- **SOURCE MATERIAL**

***

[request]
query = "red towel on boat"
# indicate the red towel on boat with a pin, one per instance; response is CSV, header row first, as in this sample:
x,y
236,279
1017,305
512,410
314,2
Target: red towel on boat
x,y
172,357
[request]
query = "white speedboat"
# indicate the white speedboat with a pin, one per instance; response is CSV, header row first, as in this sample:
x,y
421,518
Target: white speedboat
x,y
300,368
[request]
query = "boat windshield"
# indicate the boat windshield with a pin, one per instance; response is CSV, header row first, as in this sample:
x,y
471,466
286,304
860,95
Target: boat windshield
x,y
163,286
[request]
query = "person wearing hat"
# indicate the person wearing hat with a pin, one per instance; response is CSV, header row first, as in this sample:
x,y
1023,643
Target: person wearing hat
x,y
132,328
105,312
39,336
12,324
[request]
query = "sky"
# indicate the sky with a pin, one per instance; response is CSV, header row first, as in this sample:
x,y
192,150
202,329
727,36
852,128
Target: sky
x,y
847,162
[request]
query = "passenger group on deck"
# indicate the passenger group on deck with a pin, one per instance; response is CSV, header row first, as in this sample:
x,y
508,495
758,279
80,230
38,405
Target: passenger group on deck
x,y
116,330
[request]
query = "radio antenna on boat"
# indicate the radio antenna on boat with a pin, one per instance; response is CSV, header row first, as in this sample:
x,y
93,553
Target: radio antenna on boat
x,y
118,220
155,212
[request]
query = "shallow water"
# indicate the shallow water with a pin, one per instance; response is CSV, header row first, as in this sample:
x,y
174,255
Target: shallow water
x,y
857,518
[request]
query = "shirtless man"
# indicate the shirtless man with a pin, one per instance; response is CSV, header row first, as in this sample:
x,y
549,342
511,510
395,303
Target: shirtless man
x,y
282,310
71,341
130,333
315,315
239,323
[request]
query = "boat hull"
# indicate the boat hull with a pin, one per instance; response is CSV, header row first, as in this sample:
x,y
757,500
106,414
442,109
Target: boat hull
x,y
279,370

***

- **YOUR OBJECTIVE**
Output the listing above exactly as it appears.

- **SOLUTION TO THIS TASK**
[request]
query = "red towel on boat"
# indicate the red towel on boat with a pin, one per instance; response is CSV, header row first, as in this sample:
x,y
236,279
1017,305
512,410
314,2
Target: red towel on boat
x,y
172,357
[request]
query = "white speedboat"
# indicate the white speedboat with a pin, one per instance; response is CSV, header row first, as in this sample:
x,y
421,518
Target: white speedboat
x,y
300,368
[request]
query = "boat windshield"
# indicate the boat windshield with a pin, one per instance; response is CSV, header row first, as in this sample:
x,y
471,466
286,304
860,95
Target: boat windshield
x,y
163,286
[request]
query = "person wearing hat"
# indicate the person wearing hat with a pin, one per instance; response is CSV, header row first, as in this sample:
x,y
1023,643
Target: person wearing hat
x,y
132,328
105,312
39,336
12,324
[request]
query = "sky"
# indicate the sky with a pin, one per instance; response is CSV, header row first, as in this sample:
x,y
192,150
202,329
727,36
852,128
Target: sky
x,y
847,162
[request]
query = "passenger group on deck"
# indicate the passenger group on deck with a pin, one per instance; response is CSV, header row first, as in this sample:
x,y
508,495
758,279
80,230
38,405
Target: passenger group on deck
x,y
116,330
[request]
query = "radio antenna on boat"
# indicate the radio antenna on boat with a pin, one per instance; response is CSV, header row first, as in this sample:
x,y
93,553
Target: radio antenna on boat
x,y
118,220
155,212
[request]
query = "shallow water"
# indicate the shallow water with a pin, one per instance; response is CSV, header row first, as in this sample:
x,y
174,255
Target: shallow water
x,y
857,518
[request]
query = "shirtless man"
# indicate the shirtless man with a pin, one per instance; response is CSV, header row first, as in this sample:
x,y
549,342
511,510
395,303
Target: shirtless man
x,y
282,310
71,341
130,333
315,315
239,323
[request]
query = "boat hull"
# indicate the boat hull with a pin, one per instance; response is CSV, header row first, as in this sample:
x,y
757,500
106,414
442,109
Target: boat hull
x,y
279,370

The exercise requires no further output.